§ What needs to be done
Quote word for word the rows from the line containing "Practice. Place a marker on each instance of the vegetation" through the line containing "x=219 y=557", both included, and nothing else.

(Entries from a point annotation set)

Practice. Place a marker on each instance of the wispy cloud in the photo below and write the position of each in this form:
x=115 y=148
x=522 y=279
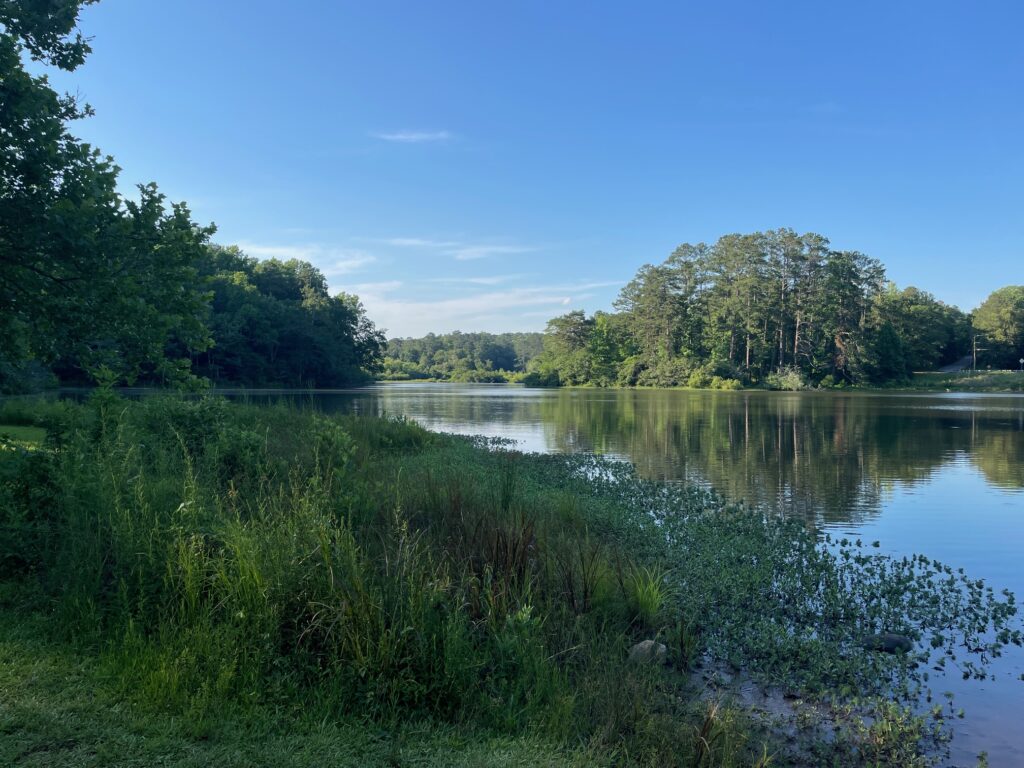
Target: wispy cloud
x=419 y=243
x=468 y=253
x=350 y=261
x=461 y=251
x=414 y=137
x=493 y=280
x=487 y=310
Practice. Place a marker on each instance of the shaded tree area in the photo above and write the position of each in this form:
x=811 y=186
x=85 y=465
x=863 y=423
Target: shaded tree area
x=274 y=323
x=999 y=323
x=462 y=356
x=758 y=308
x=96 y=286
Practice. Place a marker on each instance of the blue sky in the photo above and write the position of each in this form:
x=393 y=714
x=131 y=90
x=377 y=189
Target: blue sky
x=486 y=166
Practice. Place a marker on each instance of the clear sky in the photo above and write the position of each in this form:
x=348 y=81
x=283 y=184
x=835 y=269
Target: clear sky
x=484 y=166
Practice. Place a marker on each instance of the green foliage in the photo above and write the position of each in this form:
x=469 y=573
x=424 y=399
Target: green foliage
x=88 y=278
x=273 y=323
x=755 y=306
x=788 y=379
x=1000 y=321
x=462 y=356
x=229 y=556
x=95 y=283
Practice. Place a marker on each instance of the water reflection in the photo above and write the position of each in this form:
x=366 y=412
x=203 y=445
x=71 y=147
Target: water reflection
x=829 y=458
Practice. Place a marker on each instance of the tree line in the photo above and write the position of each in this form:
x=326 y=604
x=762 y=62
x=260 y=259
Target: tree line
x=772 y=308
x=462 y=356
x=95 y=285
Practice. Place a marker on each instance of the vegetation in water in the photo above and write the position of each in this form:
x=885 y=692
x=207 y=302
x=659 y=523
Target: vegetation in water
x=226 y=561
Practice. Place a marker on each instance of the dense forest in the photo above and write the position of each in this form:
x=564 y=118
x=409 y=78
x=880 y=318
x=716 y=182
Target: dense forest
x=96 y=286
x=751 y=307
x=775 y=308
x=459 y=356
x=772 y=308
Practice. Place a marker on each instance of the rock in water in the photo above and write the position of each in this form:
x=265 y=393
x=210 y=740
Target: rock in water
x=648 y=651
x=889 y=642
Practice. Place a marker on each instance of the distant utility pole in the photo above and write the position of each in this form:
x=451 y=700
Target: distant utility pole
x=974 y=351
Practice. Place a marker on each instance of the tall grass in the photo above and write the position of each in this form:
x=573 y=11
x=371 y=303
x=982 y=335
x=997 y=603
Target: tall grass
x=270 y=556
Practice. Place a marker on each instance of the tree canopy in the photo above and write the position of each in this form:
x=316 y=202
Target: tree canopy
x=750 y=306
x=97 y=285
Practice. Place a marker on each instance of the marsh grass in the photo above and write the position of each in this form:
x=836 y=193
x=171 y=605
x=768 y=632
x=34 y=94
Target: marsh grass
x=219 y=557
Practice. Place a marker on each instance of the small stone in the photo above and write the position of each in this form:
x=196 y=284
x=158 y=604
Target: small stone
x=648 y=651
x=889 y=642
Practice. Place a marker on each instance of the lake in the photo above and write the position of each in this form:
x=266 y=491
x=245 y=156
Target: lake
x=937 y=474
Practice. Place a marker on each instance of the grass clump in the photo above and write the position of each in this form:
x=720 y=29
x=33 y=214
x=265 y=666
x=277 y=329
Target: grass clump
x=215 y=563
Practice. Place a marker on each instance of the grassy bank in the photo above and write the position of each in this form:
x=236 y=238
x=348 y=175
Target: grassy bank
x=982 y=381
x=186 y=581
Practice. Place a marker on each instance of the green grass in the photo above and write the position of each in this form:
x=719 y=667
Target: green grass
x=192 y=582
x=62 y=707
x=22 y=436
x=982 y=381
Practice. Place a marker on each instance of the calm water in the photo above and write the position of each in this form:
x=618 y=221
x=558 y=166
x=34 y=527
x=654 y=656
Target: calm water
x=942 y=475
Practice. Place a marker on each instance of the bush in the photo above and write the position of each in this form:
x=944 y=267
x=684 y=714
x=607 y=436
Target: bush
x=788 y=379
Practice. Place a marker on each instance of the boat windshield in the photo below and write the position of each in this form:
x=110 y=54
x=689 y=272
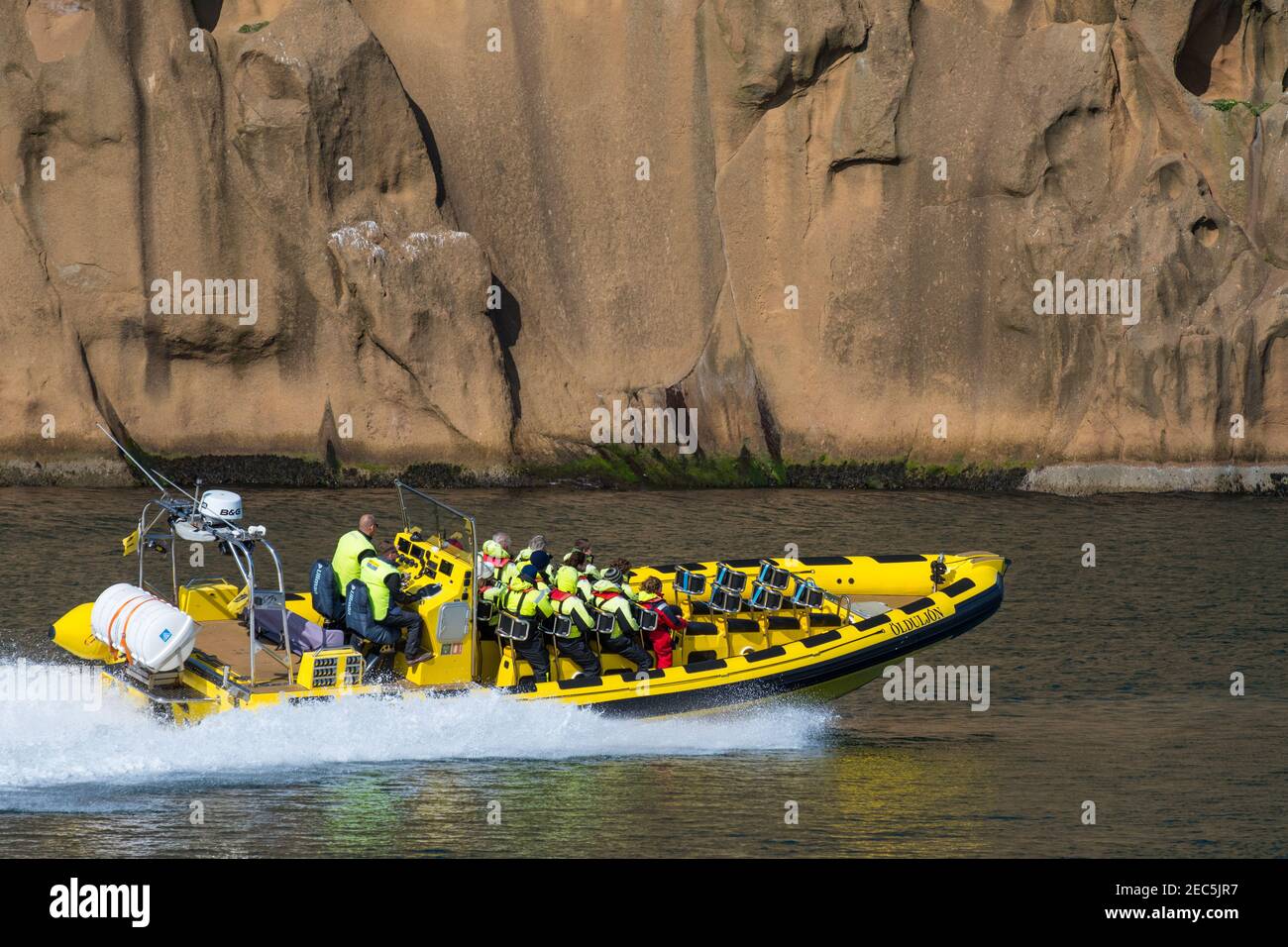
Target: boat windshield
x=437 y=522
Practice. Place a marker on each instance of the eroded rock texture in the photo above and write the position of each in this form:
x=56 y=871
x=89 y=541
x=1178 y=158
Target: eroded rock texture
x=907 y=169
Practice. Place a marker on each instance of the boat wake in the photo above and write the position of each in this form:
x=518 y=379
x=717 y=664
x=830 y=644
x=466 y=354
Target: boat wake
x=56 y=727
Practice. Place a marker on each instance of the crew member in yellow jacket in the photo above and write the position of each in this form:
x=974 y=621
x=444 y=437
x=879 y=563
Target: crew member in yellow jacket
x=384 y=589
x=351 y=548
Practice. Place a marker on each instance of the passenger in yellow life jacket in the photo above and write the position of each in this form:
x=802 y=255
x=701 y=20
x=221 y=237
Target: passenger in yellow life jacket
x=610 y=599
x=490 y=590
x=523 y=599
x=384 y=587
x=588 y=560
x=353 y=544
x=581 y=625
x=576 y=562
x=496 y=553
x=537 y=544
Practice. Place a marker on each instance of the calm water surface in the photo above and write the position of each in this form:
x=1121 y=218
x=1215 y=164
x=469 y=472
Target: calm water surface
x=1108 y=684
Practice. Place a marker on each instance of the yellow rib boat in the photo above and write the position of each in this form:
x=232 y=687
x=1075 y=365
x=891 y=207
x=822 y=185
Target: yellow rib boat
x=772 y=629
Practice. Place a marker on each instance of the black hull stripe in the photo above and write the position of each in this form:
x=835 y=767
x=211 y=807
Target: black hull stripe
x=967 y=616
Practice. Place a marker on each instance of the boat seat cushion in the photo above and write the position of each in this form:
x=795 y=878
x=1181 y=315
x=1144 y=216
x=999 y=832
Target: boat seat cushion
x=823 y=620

...

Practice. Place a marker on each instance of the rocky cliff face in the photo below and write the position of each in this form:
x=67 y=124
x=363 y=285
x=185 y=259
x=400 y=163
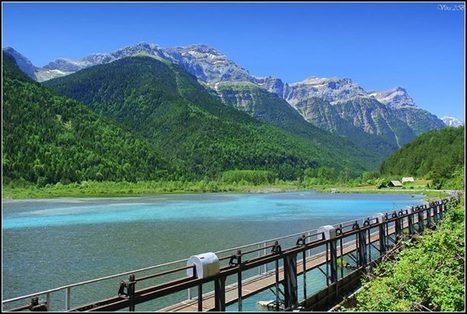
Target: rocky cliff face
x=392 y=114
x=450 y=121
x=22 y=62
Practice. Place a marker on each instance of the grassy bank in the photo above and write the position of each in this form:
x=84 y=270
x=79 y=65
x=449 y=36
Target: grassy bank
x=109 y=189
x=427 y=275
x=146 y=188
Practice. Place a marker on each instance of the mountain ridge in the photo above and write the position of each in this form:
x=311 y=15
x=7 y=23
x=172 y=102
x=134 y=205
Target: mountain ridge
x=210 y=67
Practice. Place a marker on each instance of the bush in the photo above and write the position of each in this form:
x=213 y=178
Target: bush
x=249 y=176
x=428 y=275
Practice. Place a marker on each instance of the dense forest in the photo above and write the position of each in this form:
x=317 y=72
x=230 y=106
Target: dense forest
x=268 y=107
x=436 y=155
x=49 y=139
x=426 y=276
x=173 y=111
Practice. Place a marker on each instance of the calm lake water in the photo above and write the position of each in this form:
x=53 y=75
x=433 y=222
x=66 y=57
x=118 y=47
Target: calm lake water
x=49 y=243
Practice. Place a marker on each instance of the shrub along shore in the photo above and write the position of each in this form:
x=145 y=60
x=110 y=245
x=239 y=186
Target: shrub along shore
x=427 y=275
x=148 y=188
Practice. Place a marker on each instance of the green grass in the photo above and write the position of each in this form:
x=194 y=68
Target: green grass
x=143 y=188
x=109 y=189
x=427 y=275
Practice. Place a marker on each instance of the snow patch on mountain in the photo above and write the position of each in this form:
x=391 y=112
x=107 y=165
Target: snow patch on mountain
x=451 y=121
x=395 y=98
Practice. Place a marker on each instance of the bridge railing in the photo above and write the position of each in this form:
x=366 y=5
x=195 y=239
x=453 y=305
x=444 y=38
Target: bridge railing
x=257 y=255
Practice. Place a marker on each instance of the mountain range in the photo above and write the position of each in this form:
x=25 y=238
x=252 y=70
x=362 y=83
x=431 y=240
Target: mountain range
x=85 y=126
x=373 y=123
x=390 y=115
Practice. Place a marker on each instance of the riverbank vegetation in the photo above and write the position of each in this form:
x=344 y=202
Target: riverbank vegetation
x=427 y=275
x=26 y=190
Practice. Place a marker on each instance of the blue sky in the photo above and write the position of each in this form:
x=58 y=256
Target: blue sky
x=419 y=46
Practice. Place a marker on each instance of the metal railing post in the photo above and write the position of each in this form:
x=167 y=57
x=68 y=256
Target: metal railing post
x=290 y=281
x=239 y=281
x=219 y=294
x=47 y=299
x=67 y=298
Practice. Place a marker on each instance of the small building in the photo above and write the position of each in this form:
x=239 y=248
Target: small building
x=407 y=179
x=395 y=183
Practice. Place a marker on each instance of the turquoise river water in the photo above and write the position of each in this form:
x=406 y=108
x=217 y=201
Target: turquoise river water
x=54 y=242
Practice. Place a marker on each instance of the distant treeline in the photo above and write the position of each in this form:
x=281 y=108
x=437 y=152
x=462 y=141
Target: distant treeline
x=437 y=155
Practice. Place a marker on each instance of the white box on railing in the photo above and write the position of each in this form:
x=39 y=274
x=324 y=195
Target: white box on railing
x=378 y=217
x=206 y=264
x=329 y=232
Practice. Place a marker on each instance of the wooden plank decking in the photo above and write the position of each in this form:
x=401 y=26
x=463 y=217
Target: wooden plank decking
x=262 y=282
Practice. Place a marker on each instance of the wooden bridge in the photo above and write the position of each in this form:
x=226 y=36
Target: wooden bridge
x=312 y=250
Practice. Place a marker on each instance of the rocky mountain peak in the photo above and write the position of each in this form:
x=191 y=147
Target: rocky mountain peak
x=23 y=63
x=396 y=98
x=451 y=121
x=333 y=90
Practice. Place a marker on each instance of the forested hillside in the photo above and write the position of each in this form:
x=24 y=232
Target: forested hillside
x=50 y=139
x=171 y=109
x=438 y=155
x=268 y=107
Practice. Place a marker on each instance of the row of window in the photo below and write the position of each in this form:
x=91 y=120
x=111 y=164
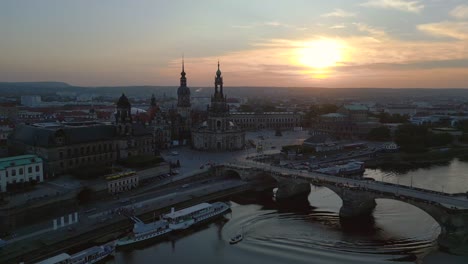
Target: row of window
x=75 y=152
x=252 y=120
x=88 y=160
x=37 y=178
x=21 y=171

---

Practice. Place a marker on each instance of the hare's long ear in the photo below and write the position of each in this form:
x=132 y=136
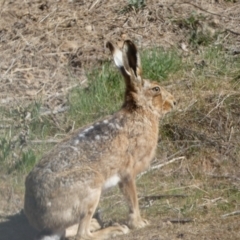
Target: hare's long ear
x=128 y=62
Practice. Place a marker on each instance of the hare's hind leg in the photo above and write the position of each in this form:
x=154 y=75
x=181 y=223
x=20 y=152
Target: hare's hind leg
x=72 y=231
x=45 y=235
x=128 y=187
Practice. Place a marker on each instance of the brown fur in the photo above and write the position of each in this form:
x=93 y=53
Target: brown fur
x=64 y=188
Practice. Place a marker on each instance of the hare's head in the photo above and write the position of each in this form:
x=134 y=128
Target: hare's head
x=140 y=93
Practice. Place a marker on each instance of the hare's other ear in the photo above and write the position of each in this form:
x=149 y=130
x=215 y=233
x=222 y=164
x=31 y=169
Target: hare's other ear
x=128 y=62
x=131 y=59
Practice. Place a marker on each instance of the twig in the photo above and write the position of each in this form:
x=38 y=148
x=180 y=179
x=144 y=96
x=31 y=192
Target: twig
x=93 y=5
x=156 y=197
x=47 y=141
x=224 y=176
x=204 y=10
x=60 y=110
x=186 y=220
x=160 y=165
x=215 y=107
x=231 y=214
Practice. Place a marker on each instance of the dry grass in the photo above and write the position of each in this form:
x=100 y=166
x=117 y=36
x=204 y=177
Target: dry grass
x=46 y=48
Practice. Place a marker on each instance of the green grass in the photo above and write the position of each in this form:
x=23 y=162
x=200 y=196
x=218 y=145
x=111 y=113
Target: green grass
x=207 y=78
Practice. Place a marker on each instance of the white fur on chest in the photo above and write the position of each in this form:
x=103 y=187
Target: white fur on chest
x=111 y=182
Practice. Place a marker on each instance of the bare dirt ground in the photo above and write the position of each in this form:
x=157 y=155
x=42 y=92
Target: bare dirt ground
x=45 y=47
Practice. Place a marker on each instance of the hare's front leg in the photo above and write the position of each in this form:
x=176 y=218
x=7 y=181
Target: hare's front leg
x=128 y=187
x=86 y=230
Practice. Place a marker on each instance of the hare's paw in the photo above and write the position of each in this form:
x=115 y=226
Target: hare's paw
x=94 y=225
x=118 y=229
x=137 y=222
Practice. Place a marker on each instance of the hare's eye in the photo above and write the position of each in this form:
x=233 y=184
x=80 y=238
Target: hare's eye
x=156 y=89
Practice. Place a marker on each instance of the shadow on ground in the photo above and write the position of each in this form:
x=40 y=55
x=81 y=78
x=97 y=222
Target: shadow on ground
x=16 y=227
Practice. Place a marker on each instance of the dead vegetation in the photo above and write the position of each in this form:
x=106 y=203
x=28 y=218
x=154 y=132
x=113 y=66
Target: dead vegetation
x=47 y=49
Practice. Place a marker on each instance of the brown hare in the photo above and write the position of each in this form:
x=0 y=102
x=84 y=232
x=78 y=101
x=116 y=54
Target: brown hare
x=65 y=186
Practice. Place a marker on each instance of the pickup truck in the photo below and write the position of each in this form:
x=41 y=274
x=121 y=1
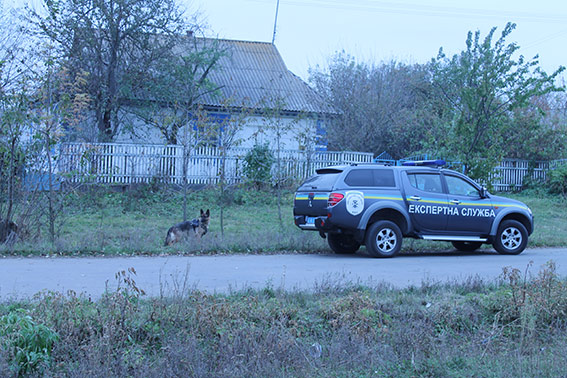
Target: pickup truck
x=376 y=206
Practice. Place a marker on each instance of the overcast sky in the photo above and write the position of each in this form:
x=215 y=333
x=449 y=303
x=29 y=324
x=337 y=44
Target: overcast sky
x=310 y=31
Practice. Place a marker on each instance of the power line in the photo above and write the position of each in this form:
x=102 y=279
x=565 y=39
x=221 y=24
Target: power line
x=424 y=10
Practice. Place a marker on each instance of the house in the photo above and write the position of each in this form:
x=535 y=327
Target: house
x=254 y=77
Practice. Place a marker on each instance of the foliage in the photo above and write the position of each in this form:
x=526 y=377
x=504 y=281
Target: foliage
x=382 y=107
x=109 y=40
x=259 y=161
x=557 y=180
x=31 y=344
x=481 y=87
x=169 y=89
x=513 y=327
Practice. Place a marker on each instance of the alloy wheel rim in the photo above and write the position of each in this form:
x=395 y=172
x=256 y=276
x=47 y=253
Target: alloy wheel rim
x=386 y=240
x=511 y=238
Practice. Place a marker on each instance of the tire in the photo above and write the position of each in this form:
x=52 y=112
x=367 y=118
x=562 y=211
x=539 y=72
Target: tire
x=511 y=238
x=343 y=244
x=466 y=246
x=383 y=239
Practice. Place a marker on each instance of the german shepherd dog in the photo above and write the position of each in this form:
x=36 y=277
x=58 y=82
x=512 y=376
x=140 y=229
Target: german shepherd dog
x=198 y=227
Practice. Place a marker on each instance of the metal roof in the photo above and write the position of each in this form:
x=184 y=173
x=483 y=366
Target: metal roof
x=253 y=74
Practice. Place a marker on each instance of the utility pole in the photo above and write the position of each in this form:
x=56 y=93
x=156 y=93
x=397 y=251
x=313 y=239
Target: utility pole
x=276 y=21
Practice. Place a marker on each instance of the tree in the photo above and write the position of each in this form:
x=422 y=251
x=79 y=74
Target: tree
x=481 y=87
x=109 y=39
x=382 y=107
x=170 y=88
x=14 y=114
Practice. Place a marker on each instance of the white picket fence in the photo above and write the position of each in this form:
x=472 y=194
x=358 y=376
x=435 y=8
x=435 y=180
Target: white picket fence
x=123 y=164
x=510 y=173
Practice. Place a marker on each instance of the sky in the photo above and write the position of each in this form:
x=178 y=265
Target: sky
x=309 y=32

§ Correct answer
Practice. Place a marker on each instance of the vegetation in water in the photo above and write the position of each in this form:
x=885 y=692
x=207 y=302
x=659 y=523
Target: vegetation in water
x=226 y=561
Practice. Place a marker on each instance of the dense forest in the photo above and write the position of each in this form:
x=564 y=118
x=409 y=78
x=880 y=318
x=716 y=182
Target: dense forest
x=96 y=286
x=751 y=307
x=775 y=308
x=459 y=356
x=772 y=308
Practice. Place a marker on each instance of the rock in water in the photo above and write the position of each in this form:
x=265 y=393
x=210 y=740
Target: rock in water
x=648 y=651
x=889 y=642
Practice. Place a marker on each instance of the distant utility pole in the photo above and write the position of each in this form:
x=451 y=700
Target: distant utility pole
x=974 y=351
Practice. Place a marker on each instance of the tall grass in the photo above and write the position of each in this form:
x=573 y=11
x=371 y=303
x=982 y=335
x=997 y=603
Target: tall grass
x=270 y=556
Practice. Place a marker on each instance of the tree canopy in the photo above and write the position of each in this form:
x=316 y=202
Target: tree canopy
x=750 y=306
x=97 y=285
Practice. Place a marker on each instance of the marsh grass in the photo above and write the position of each in this form:
x=836 y=193
x=171 y=605
x=768 y=632
x=34 y=94
Target: marsh grass
x=219 y=557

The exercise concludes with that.